Selected excerpt start

Code for "On the importance of Building High-quality Training Datasets for Neural Code Search"

This repo contains the source code introduced in our paper. The COFIC dataset can be downloaded here.

Natural Language Query Filter (NLQF)

NLQF is a Python3 library for filtering query-appropriate text to build high-quality code search datasets. It consists of two filters: a rule-based filer and a model-based filter (Pytorch required). Currently, NLQF should be used with GPU-enabled Pytorch.

Installation

We have uploaded NLQF to Python Package Index (PyPi) and you can install it by the following command:

pip install nlqf

You can also clone this repo and install directly with the following command:

pip install -r requirements.txt
python setup.py install

Besides, NLQF should be used with GPU-enabled Pytorch. You can refer to https://pytorch.org/get-started/locally/ to install Pytorch. Pytorch 1.3 is required (Pytorch 1.3 does not support Python 3.8+).

Usage

There are two functional APIs in this library: nlqf.rule_filter and nlqf.model_filter. The input of each filter is a list of comment strings and the output is a list of retained comments and a list of the index of the retained comments.

It is noteworthy that, to use the model_filter, you need to download the pre-trained model ./resource/vae.model and the word vocabulary ./resource/word_vocab.json form this repo.

Here is the example script to use nlqf:

import nlqf
import torch 
import json

vocab_path = './word_vocab.json'
model_path = './vae.model'
with open(vocab_path, 'r') as f:
    word_vocab = json.load(f)
model = torch.load(model_path)

raw_comments = ['======','create a remote conection','return @test','convert int to string']

# Select the rules to be applied from the following default ruleset:
# 'contain_any_url': remove comments containing any url
# 'contain_any_javadoc_tag': remove comments containing any javadoc tag
# 'contain_any_non_English': remove comments containing any non-English words
# 'not_contain_any_letter': remove comments not containing any letter
# 'less_than_three_words': remove comments with less than three words
# 'end_with_question_mark': remove comments ending with question mark
# 'contain_html_tag': remove comments containing html tag
# 'detach_brackets': detach the content in brackets from the comment
# 'detach_html_tag': detach the content in html tag from the comment
rule_list = ['contain_any_javadoc_tag','not_contain_any_letter']

# Define your own rule using functions. 
# Return False if you want to discard the comment string. 
# Return True if you want to retain the comment string. 
# Return String if you want to replace the comment string with your String.

Selected excerpt end

Short task 1: Extract every line of the records that contains the word "citrus", matching case exactly.
The text and the records are unrelated material.

Provided records start

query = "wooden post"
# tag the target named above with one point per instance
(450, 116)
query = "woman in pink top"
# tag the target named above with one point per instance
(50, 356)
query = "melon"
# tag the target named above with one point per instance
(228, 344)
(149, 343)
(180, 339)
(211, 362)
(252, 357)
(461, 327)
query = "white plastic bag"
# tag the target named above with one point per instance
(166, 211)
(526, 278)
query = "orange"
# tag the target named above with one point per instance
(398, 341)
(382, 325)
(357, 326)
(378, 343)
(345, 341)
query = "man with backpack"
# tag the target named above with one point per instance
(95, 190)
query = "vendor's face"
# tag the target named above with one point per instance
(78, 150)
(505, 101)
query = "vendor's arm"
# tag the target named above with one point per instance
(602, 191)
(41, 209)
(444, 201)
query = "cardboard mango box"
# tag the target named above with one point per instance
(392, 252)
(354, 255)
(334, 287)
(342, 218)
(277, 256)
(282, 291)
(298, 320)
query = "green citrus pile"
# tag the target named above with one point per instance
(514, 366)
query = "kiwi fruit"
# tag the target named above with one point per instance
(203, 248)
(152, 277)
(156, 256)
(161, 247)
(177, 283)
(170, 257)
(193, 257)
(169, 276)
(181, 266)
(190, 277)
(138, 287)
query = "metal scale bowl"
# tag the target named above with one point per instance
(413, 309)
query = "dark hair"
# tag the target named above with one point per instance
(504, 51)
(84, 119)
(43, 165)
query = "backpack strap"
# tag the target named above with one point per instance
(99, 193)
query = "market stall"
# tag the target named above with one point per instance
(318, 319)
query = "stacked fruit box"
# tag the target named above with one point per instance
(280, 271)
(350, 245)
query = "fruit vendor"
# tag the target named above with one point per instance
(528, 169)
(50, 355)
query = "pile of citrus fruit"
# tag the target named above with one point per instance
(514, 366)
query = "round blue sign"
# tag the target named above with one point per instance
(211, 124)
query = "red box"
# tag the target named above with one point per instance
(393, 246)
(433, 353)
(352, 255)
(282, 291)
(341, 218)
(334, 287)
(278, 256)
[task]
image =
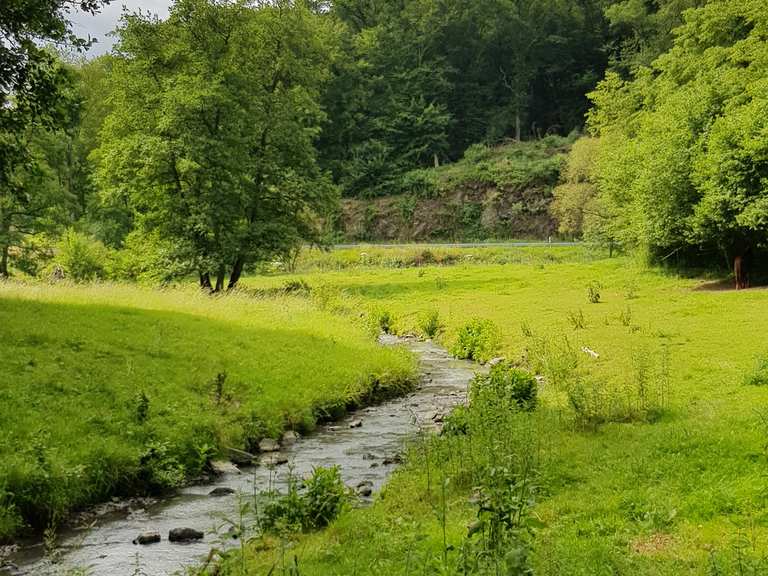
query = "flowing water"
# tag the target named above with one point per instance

Provided records end

Short task 2:
Answer these questions about the NLQF text:
(a) Which version of Pytorch is required?
(b) Which two files must be downloaded from the repo to use the model_filter?
(c) What does the 'less_than_three_words' rule do?

Final result 1:
query = "green citrus pile"
query = "pile of citrus fruit"

Final result 2:
(a) Pytorch 1.3.
(b) The pre-trained model ./resource/vae.model and the word vocabulary ./resource/word_vocab.json.
(c) It removes comments with less than three words.